▶ **To be done**
A - From the Higgs uncertainty notebook, copy the passage starting at "# Higgs uncertainty" up to and including "appropriate compiler flags.".
B - According to the FIXME comment in the Higgs uncertainty notebook, what should the data-preparation part do?

# Higgs uncertainty 

In [1]:
import numpy as np
import os
import importlib
import tensorflow as tf

2025-04-08 22:07:23.901403: I tensorflow/core/platform/cpu_feature_guard.cc:193] This TensorFlow binary is optimized with oneAPI Deep Neural Network Library (oneDNN) to use the following CPU instructions in performance-critical operations:  SSE4.1 SSE4.2 AVX AVX2 AVX512F FMA
To enable them in other operations, rebuild TensorFlow with the appropriate compiler flags.


## Prepare the data

In [2]:
### FIXME: this part should download the data file from Zenodo 
training_data_dir = "/scratch-cbe/users/robert.schoefbeck/Higgs_uncertainty/data/"
selection = "lowMT_VBFJet"

▶ **Stored data**
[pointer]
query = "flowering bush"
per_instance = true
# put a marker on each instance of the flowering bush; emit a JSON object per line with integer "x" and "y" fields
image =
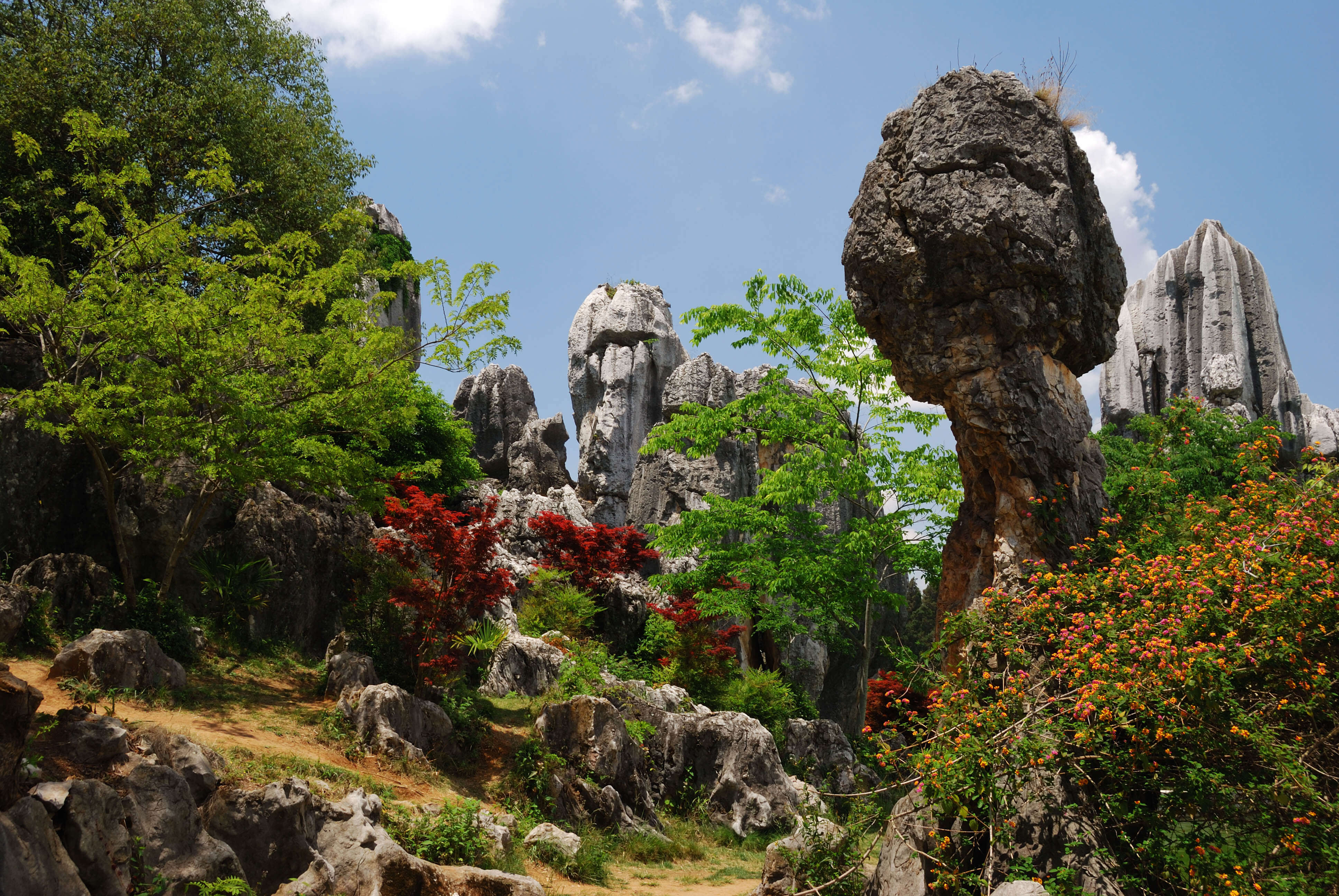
{"x": 457, "y": 550}
{"x": 1178, "y": 674}
{"x": 590, "y": 555}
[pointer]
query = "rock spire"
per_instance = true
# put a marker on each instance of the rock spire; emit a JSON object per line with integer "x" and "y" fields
{"x": 982, "y": 262}
{"x": 622, "y": 350}
{"x": 1204, "y": 323}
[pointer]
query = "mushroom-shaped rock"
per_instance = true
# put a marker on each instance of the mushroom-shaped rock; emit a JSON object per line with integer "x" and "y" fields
{"x": 622, "y": 350}
{"x": 1204, "y": 323}
{"x": 128, "y": 658}
{"x": 982, "y": 263}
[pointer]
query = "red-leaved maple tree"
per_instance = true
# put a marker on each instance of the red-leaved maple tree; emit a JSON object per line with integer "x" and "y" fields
{"x": 460, "y": 550}
{"x": 590, "y": 555}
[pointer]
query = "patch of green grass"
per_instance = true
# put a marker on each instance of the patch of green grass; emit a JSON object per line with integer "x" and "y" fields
{"x": 247, "y": 767}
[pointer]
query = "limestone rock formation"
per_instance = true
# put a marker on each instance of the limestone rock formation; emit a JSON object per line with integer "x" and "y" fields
{"x": 74, "y": 582}
{"x": 128, "y": 658}
{"x": 594, "y": 741}
{"x": 19, "y": 704}
{"x": 982, "y": 262}
{"x": 730, "y": 756}
{"x": 394, "y": 722}
{"x": 405, "y": 310}
{"x": 667, "y": 483}
{"x": 349, "y": 672}
{"x": 821, "y": 748}
{"x": 622, "y": 350}
{"x": 511, "y": 441}
{"x": 163, "y": 816}
{"x": 1204, "y": 323}
{"x": 524, "y": 665}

▶ **Results in order**
A -
# Higgs uncertainty 

In [1]:
import numpy as np
import os
import importlib
import tensorflow as tf

2025-04-08 22:07:23.901403: I tensorflow/core/platform/cpu_feature_guard.cc:193] This TensorFlow binary is optimized with oneAPI Deep Neural Network Library (oneDNN) to use the following CPU instructions in performance-critical operations:  SSE4.1 SSE4.2 AVX AVX2 AVX512F FMA
To enable them in other operations, rebuild TensorFlow with the appropriate compiler flags.

B - Download the data file from Zenodo.